Print the listing exactly as it stands, and skip any pictures in it.

### Available data
::::
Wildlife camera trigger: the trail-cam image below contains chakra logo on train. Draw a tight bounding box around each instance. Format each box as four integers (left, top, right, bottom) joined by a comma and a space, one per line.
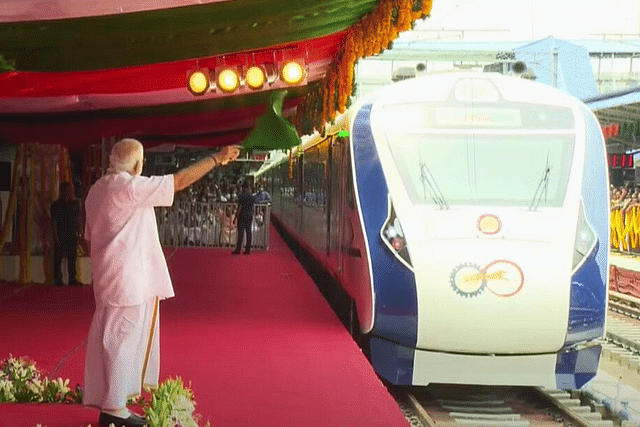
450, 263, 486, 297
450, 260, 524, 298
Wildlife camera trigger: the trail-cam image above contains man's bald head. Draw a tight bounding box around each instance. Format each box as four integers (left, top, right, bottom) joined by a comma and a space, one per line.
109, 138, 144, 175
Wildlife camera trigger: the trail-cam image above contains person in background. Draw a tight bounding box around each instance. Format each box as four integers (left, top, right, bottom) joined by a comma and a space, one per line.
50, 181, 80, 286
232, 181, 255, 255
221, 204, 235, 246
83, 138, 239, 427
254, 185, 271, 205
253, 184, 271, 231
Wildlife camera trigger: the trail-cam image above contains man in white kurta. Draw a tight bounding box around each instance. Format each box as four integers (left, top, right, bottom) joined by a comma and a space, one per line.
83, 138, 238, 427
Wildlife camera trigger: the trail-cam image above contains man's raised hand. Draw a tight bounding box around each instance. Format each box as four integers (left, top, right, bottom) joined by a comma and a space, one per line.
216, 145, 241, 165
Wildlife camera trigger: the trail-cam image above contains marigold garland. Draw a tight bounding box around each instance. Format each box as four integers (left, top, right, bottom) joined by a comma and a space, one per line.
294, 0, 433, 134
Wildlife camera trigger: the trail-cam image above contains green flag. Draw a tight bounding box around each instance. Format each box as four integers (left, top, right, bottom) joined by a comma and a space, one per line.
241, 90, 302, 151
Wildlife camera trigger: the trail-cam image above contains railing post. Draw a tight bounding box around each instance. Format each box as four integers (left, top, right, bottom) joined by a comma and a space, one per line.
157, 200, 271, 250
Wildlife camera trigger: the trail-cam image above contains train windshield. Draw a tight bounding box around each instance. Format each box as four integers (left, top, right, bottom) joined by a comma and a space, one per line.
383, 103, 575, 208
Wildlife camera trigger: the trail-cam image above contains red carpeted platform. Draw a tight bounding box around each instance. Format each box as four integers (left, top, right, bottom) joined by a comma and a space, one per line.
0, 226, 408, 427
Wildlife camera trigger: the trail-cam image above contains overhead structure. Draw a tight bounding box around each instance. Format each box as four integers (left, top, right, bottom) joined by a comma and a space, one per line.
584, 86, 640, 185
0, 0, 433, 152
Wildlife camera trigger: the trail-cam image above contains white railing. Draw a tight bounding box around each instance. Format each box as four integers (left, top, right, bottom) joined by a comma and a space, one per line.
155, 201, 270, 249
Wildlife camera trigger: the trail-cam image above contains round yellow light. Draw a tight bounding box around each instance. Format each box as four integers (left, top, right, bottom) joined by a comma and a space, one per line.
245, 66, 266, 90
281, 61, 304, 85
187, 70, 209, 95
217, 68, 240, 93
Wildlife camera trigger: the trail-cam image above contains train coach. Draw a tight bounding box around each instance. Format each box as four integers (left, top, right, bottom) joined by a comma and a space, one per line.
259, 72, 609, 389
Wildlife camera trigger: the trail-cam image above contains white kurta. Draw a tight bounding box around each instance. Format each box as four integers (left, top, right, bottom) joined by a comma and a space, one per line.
::::
### Response to the task
Wildlife camera trigger: the trail-cam image below contains chakra logo on train. Draw a tight bounding box around each instance. Format each box as four integers (left, top, right, bottom) joined by a comma and a space, one per line.
450, 263, 486, 297
450, 260, 524, 298
Wildlife camera trigger: the trail-cam image above contains man's bald head. Draw a tight bounding box around each instance. Format each box as four integers (left, top, right, bottom) joined by a comma and a space, one per line.
109, 138, 144, 175
Wildlife camera trigger: the trail-cam image above contains person in background. Draw a tight bounding box around each instance. Format each box as four integers (left, top, right, bottom) joined by a comma and a space, one per line.
50, 181, 80, 286
232, 181, 255, 255
221, 204, 235, 246
83, 138, 239, 427
254, 185, 271, 205
253, 184, 271, 231
Wildlife camera trigger: the trail-cam image above contains man in white kurta. Draw a tight bounding box around each instance. Format each box as four integers (left, top, right, bottom) joined by a comma and a space, one per line.
83, 138, 238, 427
Wildlife camera trigger: the trail-cam image above contains man's raised hand. Draw a tight bounding box around each instance. Format each box as four integers (left, top, right, bottom) joined by a comma and a space, one per line.
216, 145, 241, 165
Wildlife camera trigger: the trail-cam image above contains marigold garland. Draw a tight bounding box around each instance. Format each box as four integers (left, top, right, bottom) joined by a comma and a space, one per line.
294, 0, 433, 134
Wildlife camera trigger: the trail-cam image above contains green flag. Draw a tight bounding box around each instance. Format each box as four integers (left, top, right, bottom) joined by a comma and a space, one per line.
241, 90, 302, 151
Wildlife camera trigger: the trail-cam image above contains railing post. Draw a tight bounding box around each instance. Format each box as four integers (left, top, right, bottom) joined by a comma and a space, one per line.
157, 200, 271, 250
Wildlife camera trigger: the trail-cam image above contains train windshield. Draw a tight bounding box around each instance. Format each box as four integers (left, top, right, bottom) joined by a comma and a space, one per line.
383, 103, 575, 208
Wildlife camera trigger: the trail-cam image above contains red carpeted platform. Draw a tight bounding box around each instance. Format each box as four integers (left, top, right, bottom) joined by a comma and a space, one per line.
0, 226, 408, 427
Wildlife camera trigger: the trail-cam image above contains overhead structure. Draw a tight bounding box around each instance. Format each box as four integers (left, top, right, bottom) joined by a comma and a space, one per line.
584, 86, 640, 185
0, 0, 433, 152
Wildlife camera trigger: the trail-cam image above contains white railing. Draw a tight bounding box around each instance. Format each box as four integers (left, top, right, bottom) joined by a comma and a space, one per line.
155, 201, 270, 249
Wildlife camera trigger: the trail-cam image above contains round yellow light. Draw a tight bounding box around each instance. Format each box as four integers (left, top, right, bottom) joined by a comma and a space, one per line.
245, 66, 266, 90
281, 61, 304, 85
187, 70, 209, 95
217, 68, 240, 93
Wildlife camera trigger: the trail-cam image above contains train coach. Draw a tight bounding box around each instance. Format each box as four integers (left, top, right, bottom) joined by a comma and a space, one per line.
259, 72, 609, 389
Wildlife camera trigger: the trail-cam image above contains white kurta. Draw a tight bounding box around each instance. Format each box as four integers (left, top, right, bottom) joined by a comma and a space, one per line.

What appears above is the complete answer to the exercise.